(Dataset records)
------------------------------------------------------------
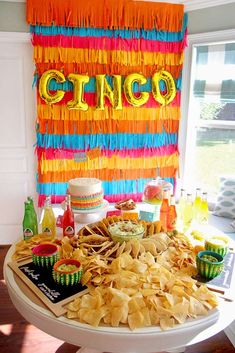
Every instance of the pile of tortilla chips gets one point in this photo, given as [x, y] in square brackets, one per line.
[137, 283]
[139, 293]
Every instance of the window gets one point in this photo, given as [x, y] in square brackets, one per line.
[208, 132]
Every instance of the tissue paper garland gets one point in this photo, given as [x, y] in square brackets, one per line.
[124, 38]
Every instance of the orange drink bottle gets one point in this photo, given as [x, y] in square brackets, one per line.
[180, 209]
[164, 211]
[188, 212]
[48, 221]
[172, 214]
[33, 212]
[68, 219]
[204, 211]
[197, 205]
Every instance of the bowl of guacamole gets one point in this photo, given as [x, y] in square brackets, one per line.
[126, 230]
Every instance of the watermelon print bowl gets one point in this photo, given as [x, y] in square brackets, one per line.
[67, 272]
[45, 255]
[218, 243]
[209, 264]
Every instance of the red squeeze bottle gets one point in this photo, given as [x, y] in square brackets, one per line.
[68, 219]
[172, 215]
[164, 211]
------------------------------------------------------------
Could you write out the records again, swapping "one per line" for "one on each line" everywhere and changing nothing else, with the pictures left out?

Every instance of the pile of tortilla chips gets one point in this photo, given as [x, y] in square brackets, one on each line.
[137, 283]
[139, 293]
Every instance of the window gets one point in this photo, given as [x, y] in square brackets, one on each line.
[208, 132]
Every instance of the tissue paper garland gets one point in this photo, given as [x, y] in square brackets, one on each line.
[124, 38]
Every instance of the orange drink bottle gets one point in this photo, given as [x, y] in square brackets, one on each line.
[180, 209]
[164, 211]
[188, 212]
[48, 221]
[172, 214]
[33, 212]
[68, 219]
[204, 211]
[197, 205]
Every instance of the bowl of guacamole gets one point in this photo, given as [x, y] in square brackets, one on each line.
[126, 230]
Every instance of the watermelon print bowl gets one point in this photo, given as [x, y] in square brackets, one on each line.
[67, 272]
[45, 255]
[218, 243]
[209, 264]
Every instance of the red squeeze bottle gets one point in this photo, given as [x, y] in square brackets, one on each line.
[68, 219]
[172, 215]
[164, 211]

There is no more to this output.